REQUIRED TASK: Write the next part of the article about birthing season at the Camel Safari ranch, picking up after its last sentence.

EXCERPTED PASSAGE:
▶

Beth Schwartz
Apr 21 2021 . 5 min read



Celebrate Earth Day with a close encounter of the camel kind

Celebrate Earth Day with a close encounter of the camel kind

It’s birthing season at Camel Safari ranch. We arrive at the ranch in Bunkerville on a briskly cool sunny day in early March to find several of the camels close to labor. While we are visiting that day there is a good chance the ranch’s camel population could very well swell from 31 to 32. Three calves were born in the spring of 2020 and the ranch’s owner Guy Seeklus estimates they could add three this spring as well, but it’s hard to tell. “We don’t really know who is pregnant and who is fat,” jokes Seeklus. “We do know one is definitely pregnant because her milk has come in. Before you leave today there could be a new addition.”

 More than a year in the making, the gestational period for a dromedary (one hump) camel is 15 months and for a Bactrian (two humps) camel its 13 months. According to Seeklus camels are pretty much self-sufficient during the birthing process so it’s just a wait and watch situation. Although once he was hanging out on his hammock waiting for the expectant mother to deliver and it didn’t seem to be moving along as it should. Turned out it wasn’t and Seeklus had to intervene and cut the calf out during delivery. Just one of the occurrences in the life of a keeper of a camel caravan.

◀

MATERIAL:
▶

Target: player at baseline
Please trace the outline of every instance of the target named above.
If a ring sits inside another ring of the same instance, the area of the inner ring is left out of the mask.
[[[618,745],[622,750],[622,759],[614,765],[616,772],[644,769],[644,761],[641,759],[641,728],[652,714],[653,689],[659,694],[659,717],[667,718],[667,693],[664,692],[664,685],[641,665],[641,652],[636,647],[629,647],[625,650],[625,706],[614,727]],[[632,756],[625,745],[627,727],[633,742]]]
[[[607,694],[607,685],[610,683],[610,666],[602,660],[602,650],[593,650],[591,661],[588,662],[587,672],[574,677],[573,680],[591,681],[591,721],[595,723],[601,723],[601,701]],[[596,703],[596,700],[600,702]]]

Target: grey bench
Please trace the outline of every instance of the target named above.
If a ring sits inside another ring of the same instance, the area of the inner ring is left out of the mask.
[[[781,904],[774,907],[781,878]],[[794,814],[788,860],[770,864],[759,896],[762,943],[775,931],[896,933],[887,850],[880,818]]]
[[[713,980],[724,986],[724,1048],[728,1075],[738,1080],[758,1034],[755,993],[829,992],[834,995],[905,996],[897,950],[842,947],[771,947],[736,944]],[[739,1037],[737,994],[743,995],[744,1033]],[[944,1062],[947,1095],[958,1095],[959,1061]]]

◀

FINAL ANSWER:
With the delivery of this impending development, we get in a golf cart to drive the 176-acre property that butts up to the Virgin River to meet some of the ranch’s wilder residents which includes 19 dromedaries, 11 Bactrians, and one hybrid dromedary/Bactrian cross. Our first introduction is to Chewy, a sprightly 11-year-old tawny dromedary bull and probable father-to-be, that Seeklus has owned since the Wookiee warrior-inspired camel was six months old.

We next encounter another potential father-to-be. Fabio is a five-year-old paint camel, who is as extroverted as they come with an extremely active doula, which is a pink sac that could be mistaken for a tongue because it hangs out of the side of his mouth to attract females during mating season. He’s quite the flirt which explains a lot since he’s considered young to be a father, but he is dad to one of last year’s calves, Fauci.

As Seeklus and the ranch’s resident camel wrangler Allie Imbach, who has a Zoology degree from Weber State University, throw oat hay over the fence, Chewy and Fabio’s many neighbors joltingly lope over to check us out and get in on snack time. Joining the others for the hay of it is a pack of alpacas as well as a llama named Hsieh (for Tony), and a zedonk, which is a cross between a zebra and a donkey, named Eeyore.

There’s other wildlife here too. If you ever visited Roos-n-More Zoo located in Moapa then you’ve probably met Ambien, a two-toed sloth, and Thorn, an African crested porcupine. They live here now. Seeklus took them in after Roos-n-More closed in 2016. “That was out of the blue,” explains Seeklus. “I hadn’t planned on this being anything more than camels but then (Ambien and Thorn) needed a home.”

This has opened the door for Seeklus to add animals other than his caravan of camels to the wildlife park he started when he purchased the land in August 2016. In turn, this year the Zoological Association of America-accredited ranch became home to a very lively New Guinea Singing Dog and two brother and sister Sand Cats, who look as if they are porcelain statues when giving you a once over.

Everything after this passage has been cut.